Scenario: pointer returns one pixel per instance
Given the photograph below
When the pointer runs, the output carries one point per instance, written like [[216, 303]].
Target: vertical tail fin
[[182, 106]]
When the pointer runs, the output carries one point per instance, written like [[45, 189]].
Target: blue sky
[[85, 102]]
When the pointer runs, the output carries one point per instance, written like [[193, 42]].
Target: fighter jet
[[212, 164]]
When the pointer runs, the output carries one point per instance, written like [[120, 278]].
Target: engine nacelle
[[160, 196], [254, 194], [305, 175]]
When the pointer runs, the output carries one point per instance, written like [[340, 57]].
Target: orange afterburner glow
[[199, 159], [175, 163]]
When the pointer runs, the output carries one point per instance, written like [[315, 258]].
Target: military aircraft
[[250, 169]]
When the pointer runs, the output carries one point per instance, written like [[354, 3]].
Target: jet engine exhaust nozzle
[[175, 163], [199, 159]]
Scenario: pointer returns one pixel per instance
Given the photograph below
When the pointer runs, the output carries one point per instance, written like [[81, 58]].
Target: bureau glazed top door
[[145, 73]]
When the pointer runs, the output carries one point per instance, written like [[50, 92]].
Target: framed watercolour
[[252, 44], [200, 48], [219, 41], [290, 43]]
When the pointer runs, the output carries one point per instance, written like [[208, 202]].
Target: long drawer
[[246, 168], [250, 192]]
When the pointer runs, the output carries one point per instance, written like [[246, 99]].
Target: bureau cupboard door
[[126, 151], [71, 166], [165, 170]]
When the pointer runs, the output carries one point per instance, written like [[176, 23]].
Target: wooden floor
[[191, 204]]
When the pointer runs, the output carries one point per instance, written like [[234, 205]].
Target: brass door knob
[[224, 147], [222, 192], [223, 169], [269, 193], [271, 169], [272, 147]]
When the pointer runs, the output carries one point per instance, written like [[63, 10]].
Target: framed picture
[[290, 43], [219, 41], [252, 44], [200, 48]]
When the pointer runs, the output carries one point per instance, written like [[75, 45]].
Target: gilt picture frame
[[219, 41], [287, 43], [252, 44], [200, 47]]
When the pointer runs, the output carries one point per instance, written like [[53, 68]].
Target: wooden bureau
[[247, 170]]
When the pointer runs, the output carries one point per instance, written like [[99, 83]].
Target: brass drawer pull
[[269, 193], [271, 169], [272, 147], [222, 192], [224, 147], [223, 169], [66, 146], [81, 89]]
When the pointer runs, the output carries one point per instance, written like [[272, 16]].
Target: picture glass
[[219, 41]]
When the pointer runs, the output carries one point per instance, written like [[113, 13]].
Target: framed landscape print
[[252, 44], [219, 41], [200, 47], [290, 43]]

┄┄┄┄┄┄┄┄┄┄

REQUIREMENT> Working from the data above, extract solely the lines from the one containing "like [[272, 16]]." through the one containing "like [[113, 13]].", exactly as they appear, both included.

EXERCISE ANSWER>
When the pointer runs, the output carries one point per instance, written like [[272, 16]].
Target: picture glass
[[219, 41]]
When the pointer runs, the output carries one point per instance, written like [[113, 13]].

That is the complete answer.